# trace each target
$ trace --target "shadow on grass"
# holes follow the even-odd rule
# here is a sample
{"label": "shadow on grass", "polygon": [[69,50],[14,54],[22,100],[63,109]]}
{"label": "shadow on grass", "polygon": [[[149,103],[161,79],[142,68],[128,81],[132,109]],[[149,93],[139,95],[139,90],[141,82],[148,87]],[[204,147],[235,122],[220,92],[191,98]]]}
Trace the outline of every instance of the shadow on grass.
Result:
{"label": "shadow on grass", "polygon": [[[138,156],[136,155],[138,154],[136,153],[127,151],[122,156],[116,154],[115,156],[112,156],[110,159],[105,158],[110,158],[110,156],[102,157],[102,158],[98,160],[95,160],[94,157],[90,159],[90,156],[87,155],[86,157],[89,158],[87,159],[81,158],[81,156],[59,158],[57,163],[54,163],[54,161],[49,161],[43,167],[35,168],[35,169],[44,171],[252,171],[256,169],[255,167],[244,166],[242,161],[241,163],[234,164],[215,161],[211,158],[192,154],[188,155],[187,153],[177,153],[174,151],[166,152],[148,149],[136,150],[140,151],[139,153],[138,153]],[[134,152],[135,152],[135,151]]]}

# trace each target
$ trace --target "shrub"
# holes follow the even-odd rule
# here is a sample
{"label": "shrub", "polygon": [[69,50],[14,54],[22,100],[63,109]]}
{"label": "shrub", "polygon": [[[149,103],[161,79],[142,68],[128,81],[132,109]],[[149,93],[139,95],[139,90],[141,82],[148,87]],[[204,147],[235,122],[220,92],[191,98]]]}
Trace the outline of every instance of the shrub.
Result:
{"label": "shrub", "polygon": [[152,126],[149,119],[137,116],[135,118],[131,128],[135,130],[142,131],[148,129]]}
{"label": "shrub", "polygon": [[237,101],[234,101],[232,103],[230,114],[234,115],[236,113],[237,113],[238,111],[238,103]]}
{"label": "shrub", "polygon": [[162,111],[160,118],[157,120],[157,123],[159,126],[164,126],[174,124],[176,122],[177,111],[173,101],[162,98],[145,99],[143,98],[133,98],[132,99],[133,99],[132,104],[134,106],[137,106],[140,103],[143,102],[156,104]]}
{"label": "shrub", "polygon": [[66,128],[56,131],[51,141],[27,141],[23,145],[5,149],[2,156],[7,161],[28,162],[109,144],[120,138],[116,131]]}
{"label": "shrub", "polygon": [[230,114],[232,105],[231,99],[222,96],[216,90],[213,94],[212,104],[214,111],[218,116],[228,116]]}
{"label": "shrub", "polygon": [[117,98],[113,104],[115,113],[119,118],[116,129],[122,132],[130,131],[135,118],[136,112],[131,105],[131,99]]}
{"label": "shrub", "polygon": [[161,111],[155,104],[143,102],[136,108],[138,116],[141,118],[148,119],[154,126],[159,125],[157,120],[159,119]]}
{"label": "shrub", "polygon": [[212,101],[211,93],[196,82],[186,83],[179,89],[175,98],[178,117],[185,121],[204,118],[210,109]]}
□ □ □ □ □
Pull out each line of the material above that contains the string "shadow". Only matches with the same capitalization count.

## SOLUTION TO THIS TASK:
$ trace --target "shadow on grass"
{"label": "shadow on grass", "polygon": [[69,50],[14,54],[22,100],[63,109]]}
{"label": "shadow on grass", "polygon": [[[149,103],[161,79],[142,68],[128,81],[132,109]],[[149,93],[139,95],[139,90],[141,82],[148,87]],[[204,147],[235,122],[220,92],[191,98]]]}
Trace the outline of every instance of the shadow on grass.
{"label": "shadow on grass", "polygon": [[[138,156],[136,155],[138,154],[136,153],[127,151],[122,156],[116,154],[115,156],[112,156],[110,159],[105,158],[110,158],[110,156],[102,157],[102,158],[98,160],[95,160],[94,157],[90,159],[90,156],[87,155],[86,157],[89,158],[87,159],[81,158],[81,156],[59,158],[57,163],[54,163],[54,161],[49,161],[43,167],[35,168],[35,169],[44,171],[252,171],[256,169],[255,167],[244,166],[242,161],[241,163],[234,164],[215,161],[211,158],[192,154],[188,155],[187,153],[177,153],[174,151],[166,152],[148,149],[136,150],[140,151],[139,153],[138,153]],[[134,152],[135,152],[135,151]]]}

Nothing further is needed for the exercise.